An exact reproduction of every record is required.
━━━ Given records
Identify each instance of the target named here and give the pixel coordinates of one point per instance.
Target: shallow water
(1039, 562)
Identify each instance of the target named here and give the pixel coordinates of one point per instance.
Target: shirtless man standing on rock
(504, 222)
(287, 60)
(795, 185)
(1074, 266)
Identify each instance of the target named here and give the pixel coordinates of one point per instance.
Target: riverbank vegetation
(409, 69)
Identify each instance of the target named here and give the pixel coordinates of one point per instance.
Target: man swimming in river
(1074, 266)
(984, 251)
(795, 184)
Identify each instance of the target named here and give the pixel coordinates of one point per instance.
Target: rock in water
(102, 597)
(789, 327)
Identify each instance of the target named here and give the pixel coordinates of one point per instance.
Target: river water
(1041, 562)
━━━━━━
* **Problem solution**
Identify each instance of the target named here and give the pixel coordinates of one point per instance.
Target: shallow water
(1039, 562)
Identify each instance of the target named here and give the pixel coordinates of one point per instance.
Target: shirtless man standing on rock
(504, 222)
(287, 60)
(795, 185)
(1074, 266)
Identify each instance of the target named here and give the pixel coordinates of one point per instance.
Target: riverbank vegetation
(409, 69)
Identify each instance of the target named here and give the pixel coordinates of one point per instance.
Target: man swimming in river
(1074, 266)
(984, 251)
(795, 184)
Identify each instance of the target named here and give the pixel coordinates of one point per instance.
Target: rock in water
(102, 597)
(789, 327)
Identify each instance of the target named here and give the pixel coordinates of one point per instance.
Target: river water
(1041, 562)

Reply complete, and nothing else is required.